> _WHAT IS BEING ASKED_: Pick up the news report on Ryan Harty's trespassing case after its last sentence and carry it forward.

> _READING TEXT_:
++++++++++++++++++++
University of Texas redshirt junior Ryan Harty has received a deferred adjudication for a trespassing arrest that occurred in 2017, the Associated Press reported Wednesday.
Harty allegedly entered a woman’s home while shirtless in Austin in 2017, and she ran out the back door and called the police. When the police arrived and confronted him, he tried to run, and they used a taser to subdue him.
Harty was under the influence of a hallucinogenic substance, a friend who had been looking for him at the time of the trespassing told police.
Harty was charged with a Class A misdemeanor, according to the AP report. A Travis Country judge ordered him to perform 50 hours of community service, undergo random drug testing, and pay a $200 fine. As part of the terms, if he maintains good behavior for 14 months, the charge will be dismissed.
A ‘deferred adjudication’ is a form of plea deal in which a defendant pleads “guilty” or “no contest” to criminal charges in exchange for meeting certain requirements (like community service) proposed by the court within a given period of time, and upon completion of the requirements, the defendant avoids a formal conviction on their record or can have their case dismissed (as in Harty’s case).
++++++++++++++++++++
> _EXCERPTED RECORDS_:
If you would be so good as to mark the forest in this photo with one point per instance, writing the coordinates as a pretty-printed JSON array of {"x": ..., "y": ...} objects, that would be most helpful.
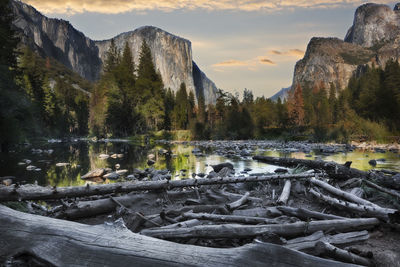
[{"x": 41, "y": 97}]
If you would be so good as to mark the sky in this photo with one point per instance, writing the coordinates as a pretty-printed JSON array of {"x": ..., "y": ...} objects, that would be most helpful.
[{"x": 239, "y": 44}]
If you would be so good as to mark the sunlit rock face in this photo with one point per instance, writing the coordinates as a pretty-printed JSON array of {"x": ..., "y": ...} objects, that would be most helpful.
[
  {"x": 373, "y": 25},
  {"x": 55, "y": 38},
  {"x": 373, "y": 39}
]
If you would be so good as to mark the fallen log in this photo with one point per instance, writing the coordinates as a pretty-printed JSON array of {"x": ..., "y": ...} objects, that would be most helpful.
[
  {"x": 382, "y": 213},
  {"x": 259, "y": 212},
  {"x": 236, "y": 204},
  {"x": 306, "y": 214},
  {"x": 64, "y": 243},
  {"x": 282, "y": 200},
  {"x": 308, "y": 243},
  {"x": 382, "y": 189},
  {"x": 229, "y": 218},
  {"x": 247, "y": 231},
  {"x": 341, "y": 193},
  {"x": 33, "y": 192},
  {"x": 326, "y": 249},
  {"x": 334, "y": 170},
  {"x": 188, "y": 223}
]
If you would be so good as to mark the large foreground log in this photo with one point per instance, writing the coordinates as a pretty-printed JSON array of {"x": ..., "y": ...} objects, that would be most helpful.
[
  {"x": 245, "y": 231},
  {"x": 65, "y": 243},
  {"x": 32, "y": 192},
  {"x": 308, "y": 243},
  {"x": 334, "y": 170}
]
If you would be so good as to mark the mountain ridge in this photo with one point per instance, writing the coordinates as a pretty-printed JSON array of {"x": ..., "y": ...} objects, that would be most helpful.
[
  {"x": 373, "y": 39},
  {"x": 58, "y": 39}
]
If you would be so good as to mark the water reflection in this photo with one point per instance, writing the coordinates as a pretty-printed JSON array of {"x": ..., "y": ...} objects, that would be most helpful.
[{"x": 83, "y": 156}]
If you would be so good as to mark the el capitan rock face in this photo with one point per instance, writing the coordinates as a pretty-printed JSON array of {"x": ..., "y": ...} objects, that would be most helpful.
[
  {"x": 58, "y": 39},
  {"x": 373, "y": 39}
]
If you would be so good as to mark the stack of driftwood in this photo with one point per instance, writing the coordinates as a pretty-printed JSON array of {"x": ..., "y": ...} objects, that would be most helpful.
[{"x": 309, "y": 218}]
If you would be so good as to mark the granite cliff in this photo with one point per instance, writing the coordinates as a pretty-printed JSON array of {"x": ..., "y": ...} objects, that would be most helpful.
[
  {"x": 58, "y": 39},
  {"x": 373, "y": 39}
]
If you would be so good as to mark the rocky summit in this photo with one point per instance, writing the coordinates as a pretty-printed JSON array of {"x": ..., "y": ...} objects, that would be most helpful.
[
  {"x": 58, "y": 39},
  {"x": 373, "y": 39}
]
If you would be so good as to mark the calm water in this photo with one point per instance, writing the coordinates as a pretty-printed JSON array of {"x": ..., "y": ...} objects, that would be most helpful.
[{"x": 83, "y": 156}]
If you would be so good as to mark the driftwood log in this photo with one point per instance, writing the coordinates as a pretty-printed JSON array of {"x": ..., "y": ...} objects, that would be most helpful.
[
  {"x": 229, "y": 218},
  {"x": 382, "y": 213},
  {"x": 382, "y": 189},
  {"x": 326, "y": 249},
  {"x": 308, "y": 243},
  {"x": 245, "y": 231},
  {"x": 334, "y": 170},
  {"x": 283, "y": 198},
  {"x": 64, "y": 243},
  {"x": 306, "y": 214},
  {"x": 346, "y": 195},
  {"x": 32, "y": 192}
]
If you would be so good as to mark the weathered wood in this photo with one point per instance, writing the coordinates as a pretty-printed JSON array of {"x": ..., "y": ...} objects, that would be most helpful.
[
  {"x": 283, "y": 198},
  {"x": 326, "y": 249},
  {"x": 246, "y": 231},
  {"x": 33, "y": 192},
  {"x": 382, "y": 213},
  {"x": 341, "y": 193},
  {"x": 188, "y": 223},
  {"x": 382, "y": 189},
  {"x": 259, "y": 212},
  {"x": 308, "y": 243},
  {"x": 236, "y": 204},
  {"x": 229, "y": 218},
  {"x": 306, "y": 214},
  {"x": 334, "y": 170},
  {"x": 65, "y": 243}
]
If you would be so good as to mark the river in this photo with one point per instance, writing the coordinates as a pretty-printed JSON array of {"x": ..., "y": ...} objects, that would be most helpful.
[{"x": 63, "y": 163}]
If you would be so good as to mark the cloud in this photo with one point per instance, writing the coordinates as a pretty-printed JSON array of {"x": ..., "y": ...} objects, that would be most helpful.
[
  {"x": 291, "y": 53},
  {"x": 267, "y": 61},
  {"x": 231, "y": 63},
  {"x": 121, "y": 6}
]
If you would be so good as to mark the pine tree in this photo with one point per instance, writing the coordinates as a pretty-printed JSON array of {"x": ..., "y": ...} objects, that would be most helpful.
[
  {"x": 181, "y": 109},
  {"x": 112, "y": 58},
  {"x": 15, "y": 112},
  {"x": 296, "y": 106}
]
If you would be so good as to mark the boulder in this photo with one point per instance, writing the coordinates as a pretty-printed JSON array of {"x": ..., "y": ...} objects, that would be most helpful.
[
  {"x": 111, "y": 176},
  {"x": 95, "y": 173},
  {"x": 218, "y": 167}
]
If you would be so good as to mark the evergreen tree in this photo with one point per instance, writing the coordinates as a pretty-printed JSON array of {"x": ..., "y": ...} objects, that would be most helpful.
[
  {"x": 181, "y": 109},
  {"x": 15, "y": 112}
]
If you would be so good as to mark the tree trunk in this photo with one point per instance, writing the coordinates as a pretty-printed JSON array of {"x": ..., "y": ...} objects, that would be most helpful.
[
  {"x": 229, "y": 218},
  {"x": 343, "y": 194},
  {"x": 305, "y": 214},
  {"x": 65, "y": 243},
  {"x": 282, "y": 200},
  {"x": 247, "y": 231},
  {"x": 331, "y": 251},
  {"x": 369, "y": 211},
  {"x": 239, "y": 202},
  {"x": 32, "y": 192},
  {"x": 334, "y": 170},
  {"x": 382, "y": 189},
  {"x": 308, "y": 243}
]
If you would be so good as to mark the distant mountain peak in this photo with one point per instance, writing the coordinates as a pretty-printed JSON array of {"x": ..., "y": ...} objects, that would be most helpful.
[
  {"x": 373, "y": 39},
  {"x": 58, "y": 39}
]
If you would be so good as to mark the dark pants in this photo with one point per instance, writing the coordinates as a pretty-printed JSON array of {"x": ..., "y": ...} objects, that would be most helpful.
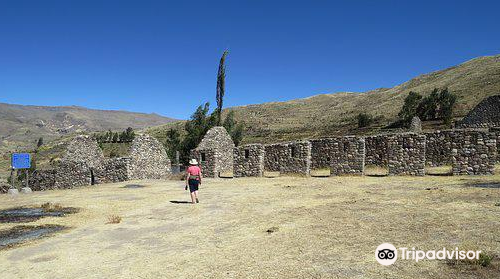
[{"x": 193, "y": 185}]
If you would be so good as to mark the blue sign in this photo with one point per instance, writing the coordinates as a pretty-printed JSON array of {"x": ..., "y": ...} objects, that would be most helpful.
[{"x": 21, "y": 161}]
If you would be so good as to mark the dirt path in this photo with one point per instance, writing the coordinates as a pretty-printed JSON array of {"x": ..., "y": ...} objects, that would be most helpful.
[{"x": 261, "y": 228}]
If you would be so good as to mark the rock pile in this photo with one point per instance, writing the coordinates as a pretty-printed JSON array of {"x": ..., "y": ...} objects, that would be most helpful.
[
  {"x": 215, "y": 152},
  {"x": 249, "y": 160},
  {"x": 148, "y": 159}
]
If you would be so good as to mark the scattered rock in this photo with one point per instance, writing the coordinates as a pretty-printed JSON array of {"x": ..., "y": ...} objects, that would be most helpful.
[{"x": 272, "y": 230}]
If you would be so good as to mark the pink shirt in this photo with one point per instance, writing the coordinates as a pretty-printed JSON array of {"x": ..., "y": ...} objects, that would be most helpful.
[{"x": 194, "y": 170}]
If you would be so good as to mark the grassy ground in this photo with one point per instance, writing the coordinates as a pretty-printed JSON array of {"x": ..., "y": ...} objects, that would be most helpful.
[{"x": 284, "y": 227}]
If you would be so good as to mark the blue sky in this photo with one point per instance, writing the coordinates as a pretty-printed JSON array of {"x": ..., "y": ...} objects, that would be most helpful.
[{"x": 162, "y": 56}]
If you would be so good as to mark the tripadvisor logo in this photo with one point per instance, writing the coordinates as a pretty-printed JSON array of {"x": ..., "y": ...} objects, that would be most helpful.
[{"x": 387, "y": 254}]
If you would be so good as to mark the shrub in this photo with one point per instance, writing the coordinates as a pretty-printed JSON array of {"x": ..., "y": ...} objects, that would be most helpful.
[{"x": 364, "y": 120}]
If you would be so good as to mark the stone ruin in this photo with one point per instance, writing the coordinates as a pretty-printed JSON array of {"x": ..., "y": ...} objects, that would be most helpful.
[
  {"x": 149, "y": 159},
  {"x": 468, "y": 151},
  {"x": 341, "y": 155},
  {"x": 289, "y": 157},
  {"x": 486, "y": 114},
  {"x": 475, "y": 154},
  {"x": 406, "y": 154},
  {"x": 376, "y": 149},
  {"x": 215, "y": 152},
  {"x": 84, "y": 164},
  {"x": 249, "y": 160},
  {"x": 416, "y": 125},
  {"x": 84, "y": 149}
]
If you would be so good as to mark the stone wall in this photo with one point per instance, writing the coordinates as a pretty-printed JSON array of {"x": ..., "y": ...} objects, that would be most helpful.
[
  {"x": 41, "y": 180},
  {"x": 406, "y": 154},
  {"x": 474, "y": 153},
  {"x": 376, "y": 150},
  {"x": 207, "y": 161},
  {"x": 84, "y": 149},
  {"x": 342, "y": 155},
  {"x": 112, "y": 170},
  {"x": 438, "y": 147},
  {"x": 289, "y": 157},
  {"x": 249, "y": 160},
  {"x": 71, "y": 175},
  {"x": 65, "y": 175},
  {"x": 217, "y": 147},
  {"x": 148, "y": 159},
  {"x": 486, "y": 114}
]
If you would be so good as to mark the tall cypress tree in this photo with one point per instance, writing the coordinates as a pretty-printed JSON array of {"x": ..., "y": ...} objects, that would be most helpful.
[{"x": 221, "y": 81}]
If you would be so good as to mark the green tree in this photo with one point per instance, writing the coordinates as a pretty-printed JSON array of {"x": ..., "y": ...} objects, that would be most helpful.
[
  {"x": 221, "y": 82},
  {"x": 196, "y": 128},
  {"x": 409, "y": 108},
  {"x": 364, "y": 120},
  {"x": 39, "y": 142},
  {"x": 447, "y": 102},
  {"x": 130, "y": 134},
  {"x": 428, "y": 106},
  {"x": 173, "y": 143},
  {"x": 234, "y": 129}
]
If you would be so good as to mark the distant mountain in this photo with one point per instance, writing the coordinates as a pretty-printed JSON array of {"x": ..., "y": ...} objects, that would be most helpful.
[
  {"x": 335, "y": 114},
  {"x": 22, "y": 125}
]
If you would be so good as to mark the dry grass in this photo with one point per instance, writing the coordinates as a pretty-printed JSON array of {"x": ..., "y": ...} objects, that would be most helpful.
[
  {"x": 372, "y": 170},
  {"x": 320, "y": 172},
  {"x": 49, "y": 207},
  {"x": 286, "y": 227},
  {"x": 114, "y": 219},
  {"x": 440, "y": 171}
]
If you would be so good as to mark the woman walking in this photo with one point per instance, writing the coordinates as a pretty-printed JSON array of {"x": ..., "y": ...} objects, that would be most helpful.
[{"x": 193, "y": 180}]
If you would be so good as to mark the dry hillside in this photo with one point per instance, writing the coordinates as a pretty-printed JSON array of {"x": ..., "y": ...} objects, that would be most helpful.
[{"x": 335, "y": 114}]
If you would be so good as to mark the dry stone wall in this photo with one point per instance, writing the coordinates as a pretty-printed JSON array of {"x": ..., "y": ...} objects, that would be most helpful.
[
  {"x": 41, "y": 180},
  {"x": 65, "y": 175},
  {"x": 215, "y": 152},
  {"x": 416, "y": 125},
  {"x": 112, "y": 170},
  {"x": 84, "y": 149},
  {"x": 207, "y": 161},
  {"x": 438, "y": 147},
  {"x": 376, "y": 150},
  {"x": 289, "y": 157},
  {"x": 71, "y": 175},
  {"x": 474, "y": 153},
  {"x": 148, "y": 159},
  {"x": 342, "y": 155},
  {"x": 249, "y": 160},
  {"x": 486, "y": 114},
  {"x": 406, "y": 154}
]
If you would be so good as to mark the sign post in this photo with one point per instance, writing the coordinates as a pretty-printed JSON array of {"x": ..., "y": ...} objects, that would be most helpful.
[{"x": 21, "y": 161}]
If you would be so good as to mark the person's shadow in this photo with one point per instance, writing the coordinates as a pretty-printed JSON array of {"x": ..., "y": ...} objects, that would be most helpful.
[{"x": 177, "y": 202}]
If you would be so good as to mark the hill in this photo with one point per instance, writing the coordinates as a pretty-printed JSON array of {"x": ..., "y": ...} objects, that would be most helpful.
[
  {"x": 335, "y": 114},
  {"x": 21, "y": 126}
]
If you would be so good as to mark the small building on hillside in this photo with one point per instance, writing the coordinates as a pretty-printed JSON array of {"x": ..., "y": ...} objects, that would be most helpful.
[{"x": 215, "y": 152}]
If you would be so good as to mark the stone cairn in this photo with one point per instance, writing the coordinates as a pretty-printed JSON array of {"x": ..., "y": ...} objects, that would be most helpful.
[
  {"x": 215, "y": 152},
  {"x": 84, "y": 164},
  {"x": 148, "y": 159},
  {"x": 84, "y": 149}
]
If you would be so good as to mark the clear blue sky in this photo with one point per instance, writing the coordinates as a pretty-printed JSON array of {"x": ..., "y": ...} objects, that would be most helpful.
[{"x": 162, "y": 56}]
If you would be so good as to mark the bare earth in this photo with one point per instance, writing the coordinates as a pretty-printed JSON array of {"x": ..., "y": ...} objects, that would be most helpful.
[{"x": 322, "y": 228}]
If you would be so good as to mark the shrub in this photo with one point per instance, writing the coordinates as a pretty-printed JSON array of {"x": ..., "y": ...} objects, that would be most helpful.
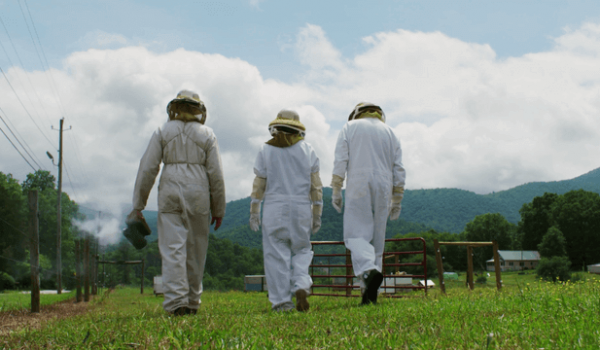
++++++++++++++++++++
> _ANSWER SPACE_:
Texas’ athletic department told SwimSwam it did not know about the arrest until Wednesday: “We just became aware of the situation involving our swimmer Ryan Harty with news of his Wednesday court case. Now that we have been informed, we are gathering facts, reviewing the situation and determining any action that will be taken.”
Harty’s attorney Bruce Fox told the AP it was “a one-time incident,” and that Harty’s criminal record is otherwise clean.
Harty competed for the second-place Longhorns at last week’s 2019 Men’s Division I NCAA Championships. He swam the 200 IM, placing 16th in finals; 100 back, where he was fifth; 200 back, taking ninth; and 200 medley relay, where the team took fourth. Harty is a multi-time Big 12 champion but sat out the 2016-2017 season after fracturing his arm in multiple places, which required surgery.
This story was updated April 4, 2019, to include the school’s statement.